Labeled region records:
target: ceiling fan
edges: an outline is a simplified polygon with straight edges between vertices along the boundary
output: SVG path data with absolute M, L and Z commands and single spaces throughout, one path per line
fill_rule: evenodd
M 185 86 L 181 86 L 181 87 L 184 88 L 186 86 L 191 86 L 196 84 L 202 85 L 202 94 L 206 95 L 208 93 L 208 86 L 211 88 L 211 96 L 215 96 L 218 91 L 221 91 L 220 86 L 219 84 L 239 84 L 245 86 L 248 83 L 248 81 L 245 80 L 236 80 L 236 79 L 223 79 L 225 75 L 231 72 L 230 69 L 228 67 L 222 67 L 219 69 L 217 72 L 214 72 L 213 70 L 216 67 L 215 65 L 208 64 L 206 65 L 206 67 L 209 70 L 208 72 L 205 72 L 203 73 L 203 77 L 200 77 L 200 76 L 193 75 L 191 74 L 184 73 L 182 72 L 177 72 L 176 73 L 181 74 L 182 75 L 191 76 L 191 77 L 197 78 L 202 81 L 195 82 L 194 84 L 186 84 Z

Instructions to follow: Reproduce the entries above in full by retyping them exactly.

Reply to the task:
target: ceiling fan
edges: an outline is a simplified polygon with straight edges between vertices along the boundary
output: SVG path data with absolute M, L and Z commands and single spaces throughout, one path per line
fill_rule: evenodd
M 185 86 L 181 86 L 181 87 L 184 88 L 186 86 L 191 86 L 196 84 L 202 85 L 202 94 L 206 95 L 208 93 L 208 86 L 211 88 L 211 96 L 215 96 L 218 91 L 221 91 L 220 86 L 219 84 L 239 84 L 245 86 L 248 83 L 248 81 L 245 80 L 236 80 L 236 79 L 223 79 L 225 75 L 231 72 L 230 69 L 228 67 L 222 67 L 219 69 L 217 72 L 214 72 L 213 70 L 216 67 L 215 65 L 208 64 L 206 65 L 206 67 L 209 70 L 208 72 L 205 72 L 203 73 L 203 77 L 200 77 L 200 76 L 193 75 L 191 74 L 184 73 L 182 72 L 177 72 L 176 73 L 181 74 L 182 75 L 191 76 L 191 77 L 197 78 L 202 81 L 195 82 L 194 84 L 186 84 Z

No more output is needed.